-- begin --

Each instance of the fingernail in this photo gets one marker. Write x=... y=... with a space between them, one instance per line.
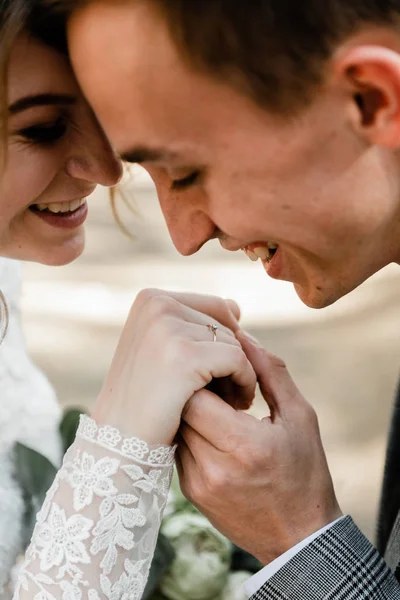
x=249 y=337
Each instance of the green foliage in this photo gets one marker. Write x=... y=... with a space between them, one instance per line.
x=69 y=426
x=163 y=558
x=35 y=474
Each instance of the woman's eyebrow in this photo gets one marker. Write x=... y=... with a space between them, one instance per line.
x=40 y=100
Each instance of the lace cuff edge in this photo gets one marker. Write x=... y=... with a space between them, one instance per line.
x=130 y=447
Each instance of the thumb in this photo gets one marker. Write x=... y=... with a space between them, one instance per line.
x=276 y=385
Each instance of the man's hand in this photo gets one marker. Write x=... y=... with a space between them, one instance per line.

-- end --

**EXERCISE:** Output the full set of records above without changing a word, and drop the images.

**EXPECTED ANSWER:**
Each instance of the fingernail in this photo gets one marker. Write x=... y=... with a space between them, one instance per line.
x=249 y=337
Each instance of the green foliage in this photo gets one marker. Write x=... y=... with a space between them, one instance per line.
x=69 y=426
x=163 y=558
x=35 y=474
Each instance of the woman's eyebrow in this photo gets one marker. Write x=... y=... with a space between them, one instance per line.
x=40 y=100
Each instance of the lace cuff edge in this photo gets one marker. Write x=... y=... with a space between them, one instance per line.
x=130 y=447
Each instance of the thumb in this photo gets one marker. Write x=... y=... with a space between them, one instance per line.
x=276 y=385
Each instance of the man's hand in this photo gets one marker. Write x=... y=... with a space between them, one instance per line.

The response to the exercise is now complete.